- _Task to carry out_:
Pick out each line in the records below that includes the word "orange", and copy those lines.
____________________
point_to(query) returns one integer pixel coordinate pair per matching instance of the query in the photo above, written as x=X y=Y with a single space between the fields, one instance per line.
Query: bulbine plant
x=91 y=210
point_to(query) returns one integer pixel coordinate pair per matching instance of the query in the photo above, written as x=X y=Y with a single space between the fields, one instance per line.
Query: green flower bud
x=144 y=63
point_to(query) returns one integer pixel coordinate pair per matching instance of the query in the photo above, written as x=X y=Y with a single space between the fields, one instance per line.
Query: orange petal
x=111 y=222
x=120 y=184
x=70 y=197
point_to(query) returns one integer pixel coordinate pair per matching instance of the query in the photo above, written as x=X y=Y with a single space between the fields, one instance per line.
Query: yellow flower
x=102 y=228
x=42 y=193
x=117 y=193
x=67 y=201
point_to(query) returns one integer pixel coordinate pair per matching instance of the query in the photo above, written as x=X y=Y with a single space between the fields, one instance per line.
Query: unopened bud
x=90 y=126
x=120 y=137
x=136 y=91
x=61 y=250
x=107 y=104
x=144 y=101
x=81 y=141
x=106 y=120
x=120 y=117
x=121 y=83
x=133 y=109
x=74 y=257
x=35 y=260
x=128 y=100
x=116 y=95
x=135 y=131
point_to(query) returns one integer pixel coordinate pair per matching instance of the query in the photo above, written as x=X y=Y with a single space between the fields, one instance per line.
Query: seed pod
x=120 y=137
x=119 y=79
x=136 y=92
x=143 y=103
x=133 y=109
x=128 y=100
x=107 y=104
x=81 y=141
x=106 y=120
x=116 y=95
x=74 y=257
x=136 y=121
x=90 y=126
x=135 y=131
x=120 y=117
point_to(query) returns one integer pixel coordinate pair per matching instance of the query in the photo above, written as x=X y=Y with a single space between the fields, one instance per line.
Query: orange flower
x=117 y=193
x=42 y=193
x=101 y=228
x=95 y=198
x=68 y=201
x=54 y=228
____________________
- _Completed exercise_:
Query: orange petal
Query: orange flower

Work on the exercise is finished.